● Exercise set:
a) In the anxiety forum thread below, how long has the person replying to heather27 been taking the same drug?
b) Please write the next few sentences of the anxiety forum thread below, picking up after its final sentence.

I was wondering if anyone was on ESCITROPRAM since I started taking them I am so snappy through out the day every day and I am usually the person people say I can't belive she has so much patience but now I snap so quickly over the last month I really really don't like it incase it becomes more then just snapping at my lovedesk ones I can't believe he's still here I'm that bad so wondered if any one else has had the same
Medication question : I was wondering if... - Anxiety Support
Medication question
Hi heather27, looking back over your posts for the last year, I've noticed that 10 months ago you wrote about being concerned about snapping at your husband and children. I think it may be more about the anxiety pushing you to the edge rather than the Escitropram. I too am a "people person" and have been on the same drug as you for several years. I find that it just contributes to my laid back, mellow state w/o the drowsiness.

● Material shown:

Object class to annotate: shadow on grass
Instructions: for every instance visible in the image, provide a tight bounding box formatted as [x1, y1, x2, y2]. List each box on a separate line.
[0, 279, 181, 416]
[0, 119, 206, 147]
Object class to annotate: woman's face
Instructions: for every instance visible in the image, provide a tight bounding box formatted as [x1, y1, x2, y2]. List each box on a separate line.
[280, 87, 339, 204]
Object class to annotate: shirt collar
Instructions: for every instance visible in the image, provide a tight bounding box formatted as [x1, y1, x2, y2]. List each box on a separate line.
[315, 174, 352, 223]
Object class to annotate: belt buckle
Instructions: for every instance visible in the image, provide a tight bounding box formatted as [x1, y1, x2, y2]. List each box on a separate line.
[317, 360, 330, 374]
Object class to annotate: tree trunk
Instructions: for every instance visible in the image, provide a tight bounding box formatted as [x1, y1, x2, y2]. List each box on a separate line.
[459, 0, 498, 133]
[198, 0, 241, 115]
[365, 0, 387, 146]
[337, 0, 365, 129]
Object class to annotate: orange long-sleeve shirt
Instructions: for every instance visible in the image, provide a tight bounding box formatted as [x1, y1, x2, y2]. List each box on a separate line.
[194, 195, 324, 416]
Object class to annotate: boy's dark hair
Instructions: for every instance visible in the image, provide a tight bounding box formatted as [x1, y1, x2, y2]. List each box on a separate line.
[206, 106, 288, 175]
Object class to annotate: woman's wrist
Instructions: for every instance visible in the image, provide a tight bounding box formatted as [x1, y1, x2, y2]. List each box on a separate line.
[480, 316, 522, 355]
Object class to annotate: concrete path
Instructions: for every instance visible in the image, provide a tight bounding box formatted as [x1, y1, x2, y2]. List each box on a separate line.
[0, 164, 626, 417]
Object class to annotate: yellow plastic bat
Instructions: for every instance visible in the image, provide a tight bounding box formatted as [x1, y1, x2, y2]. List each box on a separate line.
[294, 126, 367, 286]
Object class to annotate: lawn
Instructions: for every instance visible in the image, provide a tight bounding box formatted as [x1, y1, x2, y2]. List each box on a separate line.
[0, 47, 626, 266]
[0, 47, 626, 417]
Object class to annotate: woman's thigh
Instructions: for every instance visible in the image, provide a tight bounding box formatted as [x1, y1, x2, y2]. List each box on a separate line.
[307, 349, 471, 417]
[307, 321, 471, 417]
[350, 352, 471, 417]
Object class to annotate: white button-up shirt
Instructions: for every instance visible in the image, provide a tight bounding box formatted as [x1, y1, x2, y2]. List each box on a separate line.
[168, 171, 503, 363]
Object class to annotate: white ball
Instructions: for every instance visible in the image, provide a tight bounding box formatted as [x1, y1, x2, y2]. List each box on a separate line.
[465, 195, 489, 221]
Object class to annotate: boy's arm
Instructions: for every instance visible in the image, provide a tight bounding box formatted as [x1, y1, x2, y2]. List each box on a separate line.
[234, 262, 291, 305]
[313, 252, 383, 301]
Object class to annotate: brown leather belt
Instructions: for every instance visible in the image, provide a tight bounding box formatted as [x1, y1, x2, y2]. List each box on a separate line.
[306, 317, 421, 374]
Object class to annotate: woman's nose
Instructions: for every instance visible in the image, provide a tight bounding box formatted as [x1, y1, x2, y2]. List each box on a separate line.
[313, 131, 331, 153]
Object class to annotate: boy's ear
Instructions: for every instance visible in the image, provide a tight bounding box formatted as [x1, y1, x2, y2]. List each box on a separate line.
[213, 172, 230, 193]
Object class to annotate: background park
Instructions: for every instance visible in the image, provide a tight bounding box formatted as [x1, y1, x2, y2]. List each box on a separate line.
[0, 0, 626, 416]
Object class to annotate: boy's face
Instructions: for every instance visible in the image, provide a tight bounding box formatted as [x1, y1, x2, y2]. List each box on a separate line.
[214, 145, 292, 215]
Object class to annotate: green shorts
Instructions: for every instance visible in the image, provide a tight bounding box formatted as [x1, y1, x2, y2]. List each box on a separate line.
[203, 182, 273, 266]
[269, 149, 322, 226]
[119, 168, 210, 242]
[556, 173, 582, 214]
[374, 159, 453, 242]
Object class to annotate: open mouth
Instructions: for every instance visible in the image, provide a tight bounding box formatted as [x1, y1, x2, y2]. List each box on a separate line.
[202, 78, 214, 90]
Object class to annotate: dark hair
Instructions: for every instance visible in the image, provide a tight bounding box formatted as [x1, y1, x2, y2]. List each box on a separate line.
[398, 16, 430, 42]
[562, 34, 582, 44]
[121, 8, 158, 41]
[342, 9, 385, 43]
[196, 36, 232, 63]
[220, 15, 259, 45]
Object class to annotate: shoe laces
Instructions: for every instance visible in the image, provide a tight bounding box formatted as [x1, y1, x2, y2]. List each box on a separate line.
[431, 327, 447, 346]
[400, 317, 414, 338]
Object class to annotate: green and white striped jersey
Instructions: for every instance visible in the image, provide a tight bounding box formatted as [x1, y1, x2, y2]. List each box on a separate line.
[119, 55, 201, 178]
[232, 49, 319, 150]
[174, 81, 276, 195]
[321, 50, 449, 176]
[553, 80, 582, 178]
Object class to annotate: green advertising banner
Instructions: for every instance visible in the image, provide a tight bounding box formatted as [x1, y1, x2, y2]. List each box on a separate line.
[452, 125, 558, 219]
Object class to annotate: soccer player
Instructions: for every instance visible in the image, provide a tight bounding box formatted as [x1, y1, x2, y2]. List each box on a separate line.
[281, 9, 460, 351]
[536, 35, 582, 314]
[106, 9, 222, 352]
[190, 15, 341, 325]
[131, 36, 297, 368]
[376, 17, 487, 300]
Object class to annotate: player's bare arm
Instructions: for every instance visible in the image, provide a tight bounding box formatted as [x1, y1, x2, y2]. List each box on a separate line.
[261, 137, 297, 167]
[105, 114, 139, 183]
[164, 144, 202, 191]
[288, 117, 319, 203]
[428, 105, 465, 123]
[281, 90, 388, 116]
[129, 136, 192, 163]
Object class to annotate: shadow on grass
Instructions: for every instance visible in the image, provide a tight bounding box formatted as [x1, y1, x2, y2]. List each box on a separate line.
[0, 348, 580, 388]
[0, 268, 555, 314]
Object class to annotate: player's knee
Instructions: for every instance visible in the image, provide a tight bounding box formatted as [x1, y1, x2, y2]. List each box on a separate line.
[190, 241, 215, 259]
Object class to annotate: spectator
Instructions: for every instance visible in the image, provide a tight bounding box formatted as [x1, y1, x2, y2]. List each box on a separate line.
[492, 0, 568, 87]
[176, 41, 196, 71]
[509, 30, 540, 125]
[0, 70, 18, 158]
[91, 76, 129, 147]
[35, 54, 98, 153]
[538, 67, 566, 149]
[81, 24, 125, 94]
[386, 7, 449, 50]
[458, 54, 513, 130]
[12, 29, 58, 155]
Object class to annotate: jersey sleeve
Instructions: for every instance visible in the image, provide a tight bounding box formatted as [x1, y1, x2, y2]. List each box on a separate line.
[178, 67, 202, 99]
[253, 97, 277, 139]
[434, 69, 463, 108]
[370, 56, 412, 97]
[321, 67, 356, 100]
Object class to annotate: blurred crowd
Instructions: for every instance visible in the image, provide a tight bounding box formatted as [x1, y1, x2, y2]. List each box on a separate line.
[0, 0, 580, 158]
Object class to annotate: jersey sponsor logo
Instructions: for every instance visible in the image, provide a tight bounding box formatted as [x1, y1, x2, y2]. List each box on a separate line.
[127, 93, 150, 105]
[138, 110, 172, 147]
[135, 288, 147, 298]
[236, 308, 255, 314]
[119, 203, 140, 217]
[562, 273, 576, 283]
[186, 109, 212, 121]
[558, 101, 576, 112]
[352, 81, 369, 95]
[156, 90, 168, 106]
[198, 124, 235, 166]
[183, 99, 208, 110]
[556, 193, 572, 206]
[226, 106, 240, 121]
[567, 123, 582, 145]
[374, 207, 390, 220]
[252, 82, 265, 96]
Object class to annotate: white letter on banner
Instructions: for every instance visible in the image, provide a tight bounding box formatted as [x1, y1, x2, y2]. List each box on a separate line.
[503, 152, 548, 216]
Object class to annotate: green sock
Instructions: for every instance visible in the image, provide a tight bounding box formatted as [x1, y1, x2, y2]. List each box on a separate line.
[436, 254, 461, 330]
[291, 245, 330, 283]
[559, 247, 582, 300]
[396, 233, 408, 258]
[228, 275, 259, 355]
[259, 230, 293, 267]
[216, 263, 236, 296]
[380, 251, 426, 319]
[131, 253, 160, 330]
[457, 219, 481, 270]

● Numbered responses:
a) Several years.

b)
It might not be a bad idea to talk with your doctor or therapist about your impatience and possibly anger that is surfacing. It doesn't mean you are bad, it just needs you may need some fine tuning with that issue. Possibly something deep down is bothering you. My best to you. x
Really I seem confused lately if honest te thing is I have no idea what could be bothering me I want my patiences back like most do I miss it and I want to be able to cry which I think I've cried twice in a very long time and that was when me and hubby came to blows over our stroppy teenager lol all good now tho I feel I want to cry but can't
And I cry too much. I find crying a release for sadness, for fear and gee even hearing a heartfelt song will get the tears flowing. And yet some people like yourself, for whatever reason, hold the emotions so deep inside that you're unable to let go, to let loose. I don't know why that is.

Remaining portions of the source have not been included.